Return exactly and only these lines: the first of the listing through the one containing "Phrase -- wooden sign board".

:: SUPPLIED DATA

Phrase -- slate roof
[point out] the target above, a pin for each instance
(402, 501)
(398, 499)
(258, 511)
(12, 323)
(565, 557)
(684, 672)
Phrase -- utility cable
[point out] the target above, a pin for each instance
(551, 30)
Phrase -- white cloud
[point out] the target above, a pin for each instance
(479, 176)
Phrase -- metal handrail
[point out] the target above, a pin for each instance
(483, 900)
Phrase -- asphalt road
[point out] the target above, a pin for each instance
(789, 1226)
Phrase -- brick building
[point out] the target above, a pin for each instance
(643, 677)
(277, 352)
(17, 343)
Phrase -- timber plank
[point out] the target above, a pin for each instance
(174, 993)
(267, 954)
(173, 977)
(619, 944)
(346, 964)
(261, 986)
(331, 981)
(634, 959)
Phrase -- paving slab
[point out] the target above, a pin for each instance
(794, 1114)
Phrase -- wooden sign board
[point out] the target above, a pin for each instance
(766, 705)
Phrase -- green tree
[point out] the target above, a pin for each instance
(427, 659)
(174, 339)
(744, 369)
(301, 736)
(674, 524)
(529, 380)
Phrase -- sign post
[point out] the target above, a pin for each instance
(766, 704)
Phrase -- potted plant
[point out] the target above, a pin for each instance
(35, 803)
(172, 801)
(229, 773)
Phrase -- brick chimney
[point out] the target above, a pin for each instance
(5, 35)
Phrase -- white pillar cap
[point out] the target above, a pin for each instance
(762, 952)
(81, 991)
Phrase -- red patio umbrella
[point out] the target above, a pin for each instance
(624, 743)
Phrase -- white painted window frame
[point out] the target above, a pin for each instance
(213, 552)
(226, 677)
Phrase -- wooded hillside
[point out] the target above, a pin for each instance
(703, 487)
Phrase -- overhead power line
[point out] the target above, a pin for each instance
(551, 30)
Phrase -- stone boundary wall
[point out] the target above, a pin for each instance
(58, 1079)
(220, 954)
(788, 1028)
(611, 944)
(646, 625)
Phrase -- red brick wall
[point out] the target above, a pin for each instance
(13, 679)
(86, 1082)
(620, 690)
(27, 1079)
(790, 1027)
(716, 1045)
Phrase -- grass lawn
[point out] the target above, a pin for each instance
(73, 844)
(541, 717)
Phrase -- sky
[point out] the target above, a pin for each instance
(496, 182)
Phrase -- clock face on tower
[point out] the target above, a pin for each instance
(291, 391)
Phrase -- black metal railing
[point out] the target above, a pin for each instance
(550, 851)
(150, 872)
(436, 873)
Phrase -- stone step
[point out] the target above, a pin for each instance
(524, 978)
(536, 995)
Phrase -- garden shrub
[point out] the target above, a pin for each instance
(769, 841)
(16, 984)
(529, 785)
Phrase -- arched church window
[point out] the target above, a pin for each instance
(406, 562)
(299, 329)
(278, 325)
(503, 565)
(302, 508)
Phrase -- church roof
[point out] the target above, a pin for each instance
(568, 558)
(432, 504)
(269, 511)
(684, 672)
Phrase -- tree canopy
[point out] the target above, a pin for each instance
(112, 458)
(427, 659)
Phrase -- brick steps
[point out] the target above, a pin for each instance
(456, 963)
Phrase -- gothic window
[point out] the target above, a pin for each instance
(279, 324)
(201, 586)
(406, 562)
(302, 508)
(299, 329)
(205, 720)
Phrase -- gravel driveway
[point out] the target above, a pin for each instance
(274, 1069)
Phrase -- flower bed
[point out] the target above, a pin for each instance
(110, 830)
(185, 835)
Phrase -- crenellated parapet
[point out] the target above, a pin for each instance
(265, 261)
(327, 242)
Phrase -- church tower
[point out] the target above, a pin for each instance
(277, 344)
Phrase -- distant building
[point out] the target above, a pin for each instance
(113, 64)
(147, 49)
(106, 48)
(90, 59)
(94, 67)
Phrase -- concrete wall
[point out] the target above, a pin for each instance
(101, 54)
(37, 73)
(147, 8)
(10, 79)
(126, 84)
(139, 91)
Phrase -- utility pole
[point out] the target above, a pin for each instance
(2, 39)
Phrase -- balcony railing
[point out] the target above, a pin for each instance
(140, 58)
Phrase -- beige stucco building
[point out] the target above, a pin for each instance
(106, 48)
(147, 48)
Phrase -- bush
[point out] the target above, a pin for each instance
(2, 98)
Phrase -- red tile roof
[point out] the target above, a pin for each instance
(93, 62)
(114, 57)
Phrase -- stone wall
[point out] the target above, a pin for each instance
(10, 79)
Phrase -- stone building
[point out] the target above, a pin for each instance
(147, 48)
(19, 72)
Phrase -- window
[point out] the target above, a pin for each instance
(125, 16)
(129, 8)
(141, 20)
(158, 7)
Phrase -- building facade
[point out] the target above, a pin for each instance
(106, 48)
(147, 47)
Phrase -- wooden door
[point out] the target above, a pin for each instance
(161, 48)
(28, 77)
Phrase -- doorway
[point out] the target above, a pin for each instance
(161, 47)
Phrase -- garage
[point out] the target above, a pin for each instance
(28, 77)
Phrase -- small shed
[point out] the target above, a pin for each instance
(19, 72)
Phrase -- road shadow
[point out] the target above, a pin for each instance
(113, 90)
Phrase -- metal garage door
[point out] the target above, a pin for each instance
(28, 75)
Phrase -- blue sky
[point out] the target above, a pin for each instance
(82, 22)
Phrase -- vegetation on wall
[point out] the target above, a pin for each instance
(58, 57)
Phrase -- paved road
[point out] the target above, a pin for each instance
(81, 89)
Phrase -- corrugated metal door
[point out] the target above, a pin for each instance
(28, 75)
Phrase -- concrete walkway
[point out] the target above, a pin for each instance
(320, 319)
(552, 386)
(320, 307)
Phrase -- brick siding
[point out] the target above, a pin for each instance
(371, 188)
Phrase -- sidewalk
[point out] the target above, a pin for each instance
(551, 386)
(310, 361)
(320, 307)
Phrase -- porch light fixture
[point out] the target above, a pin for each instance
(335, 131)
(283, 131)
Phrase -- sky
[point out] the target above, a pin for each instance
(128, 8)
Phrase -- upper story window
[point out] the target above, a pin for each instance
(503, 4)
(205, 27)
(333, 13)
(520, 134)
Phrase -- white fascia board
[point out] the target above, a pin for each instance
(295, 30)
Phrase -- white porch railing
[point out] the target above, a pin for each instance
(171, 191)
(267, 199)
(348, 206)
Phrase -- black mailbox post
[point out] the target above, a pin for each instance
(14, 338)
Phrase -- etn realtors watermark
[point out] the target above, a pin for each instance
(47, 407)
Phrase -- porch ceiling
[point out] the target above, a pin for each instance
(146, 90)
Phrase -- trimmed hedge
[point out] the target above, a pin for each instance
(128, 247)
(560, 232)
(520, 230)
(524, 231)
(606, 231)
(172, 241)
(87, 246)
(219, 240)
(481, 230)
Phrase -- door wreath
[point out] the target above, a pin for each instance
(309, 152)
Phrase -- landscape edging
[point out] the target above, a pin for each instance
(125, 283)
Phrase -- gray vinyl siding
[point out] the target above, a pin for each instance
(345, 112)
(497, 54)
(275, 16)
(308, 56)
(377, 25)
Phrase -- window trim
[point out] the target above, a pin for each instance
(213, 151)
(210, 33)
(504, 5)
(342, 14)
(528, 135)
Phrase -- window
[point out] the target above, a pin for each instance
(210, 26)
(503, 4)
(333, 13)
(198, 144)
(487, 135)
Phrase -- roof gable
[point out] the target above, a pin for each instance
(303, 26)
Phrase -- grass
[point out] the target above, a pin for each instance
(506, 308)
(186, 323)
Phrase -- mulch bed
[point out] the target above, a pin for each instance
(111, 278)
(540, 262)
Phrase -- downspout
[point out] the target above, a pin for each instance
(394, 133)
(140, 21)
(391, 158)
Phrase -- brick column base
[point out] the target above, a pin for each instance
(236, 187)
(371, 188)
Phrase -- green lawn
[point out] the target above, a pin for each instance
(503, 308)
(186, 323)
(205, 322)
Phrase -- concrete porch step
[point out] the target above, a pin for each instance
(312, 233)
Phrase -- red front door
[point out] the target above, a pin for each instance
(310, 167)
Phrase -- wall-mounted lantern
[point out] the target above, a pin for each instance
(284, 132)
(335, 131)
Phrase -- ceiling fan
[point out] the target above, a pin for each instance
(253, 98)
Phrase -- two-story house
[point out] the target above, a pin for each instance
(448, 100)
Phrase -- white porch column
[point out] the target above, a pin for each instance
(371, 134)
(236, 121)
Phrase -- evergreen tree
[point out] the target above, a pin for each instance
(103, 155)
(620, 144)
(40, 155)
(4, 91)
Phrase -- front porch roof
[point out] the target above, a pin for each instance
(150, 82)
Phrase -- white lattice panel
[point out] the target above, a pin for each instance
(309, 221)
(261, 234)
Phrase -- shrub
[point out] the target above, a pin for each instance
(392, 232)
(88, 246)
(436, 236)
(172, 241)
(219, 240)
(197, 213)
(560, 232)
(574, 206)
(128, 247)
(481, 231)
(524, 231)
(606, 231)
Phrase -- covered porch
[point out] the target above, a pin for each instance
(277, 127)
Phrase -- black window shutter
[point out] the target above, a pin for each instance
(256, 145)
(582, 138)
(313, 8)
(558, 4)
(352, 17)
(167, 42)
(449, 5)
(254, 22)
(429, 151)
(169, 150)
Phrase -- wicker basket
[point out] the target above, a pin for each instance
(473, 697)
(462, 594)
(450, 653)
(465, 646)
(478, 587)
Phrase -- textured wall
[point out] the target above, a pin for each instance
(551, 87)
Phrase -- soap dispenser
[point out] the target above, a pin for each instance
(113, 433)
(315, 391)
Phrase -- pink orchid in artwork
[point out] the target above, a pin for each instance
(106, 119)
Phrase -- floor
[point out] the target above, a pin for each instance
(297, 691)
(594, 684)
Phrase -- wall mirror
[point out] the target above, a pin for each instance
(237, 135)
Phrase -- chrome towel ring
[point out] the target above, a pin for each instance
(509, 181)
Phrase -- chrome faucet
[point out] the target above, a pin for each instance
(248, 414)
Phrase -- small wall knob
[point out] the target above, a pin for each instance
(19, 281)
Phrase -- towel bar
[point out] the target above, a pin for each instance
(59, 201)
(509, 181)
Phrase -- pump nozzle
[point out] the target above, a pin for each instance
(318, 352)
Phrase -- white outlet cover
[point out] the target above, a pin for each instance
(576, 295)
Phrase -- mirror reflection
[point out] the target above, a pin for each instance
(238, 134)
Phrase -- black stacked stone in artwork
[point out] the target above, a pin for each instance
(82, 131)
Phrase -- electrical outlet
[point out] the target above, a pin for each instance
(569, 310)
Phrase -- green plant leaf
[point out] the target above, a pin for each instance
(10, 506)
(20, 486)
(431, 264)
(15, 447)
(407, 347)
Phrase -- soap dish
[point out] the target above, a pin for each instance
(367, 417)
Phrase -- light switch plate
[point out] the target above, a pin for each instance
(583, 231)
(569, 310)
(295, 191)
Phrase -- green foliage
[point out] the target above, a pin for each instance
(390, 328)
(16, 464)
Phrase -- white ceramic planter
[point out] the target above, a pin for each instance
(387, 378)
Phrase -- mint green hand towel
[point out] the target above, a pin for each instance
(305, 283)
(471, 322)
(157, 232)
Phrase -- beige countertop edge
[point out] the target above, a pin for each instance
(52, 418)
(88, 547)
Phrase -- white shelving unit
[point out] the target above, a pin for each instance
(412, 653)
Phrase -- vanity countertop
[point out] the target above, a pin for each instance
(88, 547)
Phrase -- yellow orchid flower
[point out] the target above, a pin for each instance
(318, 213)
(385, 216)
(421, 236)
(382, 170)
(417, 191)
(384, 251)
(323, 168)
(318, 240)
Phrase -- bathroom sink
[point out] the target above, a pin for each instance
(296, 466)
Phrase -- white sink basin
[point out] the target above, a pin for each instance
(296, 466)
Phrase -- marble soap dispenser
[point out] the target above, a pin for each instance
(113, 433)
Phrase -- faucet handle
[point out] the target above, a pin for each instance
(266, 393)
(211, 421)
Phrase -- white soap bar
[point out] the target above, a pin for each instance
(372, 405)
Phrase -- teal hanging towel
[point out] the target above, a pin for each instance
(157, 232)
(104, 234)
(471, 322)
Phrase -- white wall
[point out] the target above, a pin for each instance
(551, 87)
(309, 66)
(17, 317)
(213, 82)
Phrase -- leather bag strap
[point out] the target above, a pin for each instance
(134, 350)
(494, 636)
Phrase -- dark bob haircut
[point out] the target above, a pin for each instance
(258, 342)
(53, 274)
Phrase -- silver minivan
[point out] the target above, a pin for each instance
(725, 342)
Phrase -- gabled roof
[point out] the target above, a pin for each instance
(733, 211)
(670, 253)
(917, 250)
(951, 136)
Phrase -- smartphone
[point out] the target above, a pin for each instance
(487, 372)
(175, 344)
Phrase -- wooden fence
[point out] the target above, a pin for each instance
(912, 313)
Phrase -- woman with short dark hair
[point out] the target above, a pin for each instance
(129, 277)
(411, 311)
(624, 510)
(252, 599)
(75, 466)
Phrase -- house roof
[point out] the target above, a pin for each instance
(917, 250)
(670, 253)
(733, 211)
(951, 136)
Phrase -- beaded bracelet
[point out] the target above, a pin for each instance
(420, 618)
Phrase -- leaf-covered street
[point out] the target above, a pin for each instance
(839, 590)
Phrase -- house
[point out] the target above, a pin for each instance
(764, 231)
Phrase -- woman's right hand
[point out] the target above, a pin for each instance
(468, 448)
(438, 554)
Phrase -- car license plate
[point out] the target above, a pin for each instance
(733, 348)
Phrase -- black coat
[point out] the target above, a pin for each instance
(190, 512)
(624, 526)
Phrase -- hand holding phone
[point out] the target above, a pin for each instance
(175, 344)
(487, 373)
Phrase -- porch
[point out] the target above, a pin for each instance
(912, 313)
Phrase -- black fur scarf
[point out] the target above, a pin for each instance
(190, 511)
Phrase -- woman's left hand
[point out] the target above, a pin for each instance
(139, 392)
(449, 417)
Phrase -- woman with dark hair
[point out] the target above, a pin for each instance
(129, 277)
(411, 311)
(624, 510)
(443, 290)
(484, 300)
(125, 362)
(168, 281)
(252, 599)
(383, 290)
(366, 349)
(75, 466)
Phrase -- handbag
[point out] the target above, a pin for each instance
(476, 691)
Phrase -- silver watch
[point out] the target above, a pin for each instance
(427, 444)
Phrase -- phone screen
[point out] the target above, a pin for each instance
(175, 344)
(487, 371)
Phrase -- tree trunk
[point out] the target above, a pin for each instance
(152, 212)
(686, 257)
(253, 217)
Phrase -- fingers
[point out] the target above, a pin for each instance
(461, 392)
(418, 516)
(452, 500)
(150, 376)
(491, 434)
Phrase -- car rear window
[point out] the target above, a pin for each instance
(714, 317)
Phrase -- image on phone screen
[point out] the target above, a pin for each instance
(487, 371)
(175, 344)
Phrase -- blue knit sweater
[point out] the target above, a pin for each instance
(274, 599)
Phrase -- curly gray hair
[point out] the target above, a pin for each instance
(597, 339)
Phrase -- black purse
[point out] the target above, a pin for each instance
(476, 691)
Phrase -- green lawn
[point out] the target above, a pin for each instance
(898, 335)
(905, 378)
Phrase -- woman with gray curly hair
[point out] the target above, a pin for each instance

::::

TASK SOLUTION »
Phrase -- slate roof
[point out] the target above, a pin for each instance
(402, 501)
(398, 499)
(258, 511)
(12, 323)
(565, 557)
(684, 672)
Phrase -- utility cable
[point out] the target above, a pin for each instance
(551, 30)
Phrase -- white cloud
[point out] the target above, a pin for each instance
(479, 176)
Phrase -- metal handrail
[point out] the target above, a pin for each instance
(483, 900)
Phrase -- asphalt road
[point out] the target above, a pin for each instance
(789, 1226)
Phrase -- brick building
[point out] the target above, a pin for each instance
(643, 677)
(277, 352)
(17, 343)
Phrase -- timber plank
[point out] the target above, a pin for each instance
(174, 993)
(267, 954)
(173, 977)
(619, 944)
(346, 964)
(261, 986)
(331, 981)
(634, 959)
Phrase -- paving slab
[point out] the target above, a pin for each instance
(794, 1114)
Phrase -- wooden sign board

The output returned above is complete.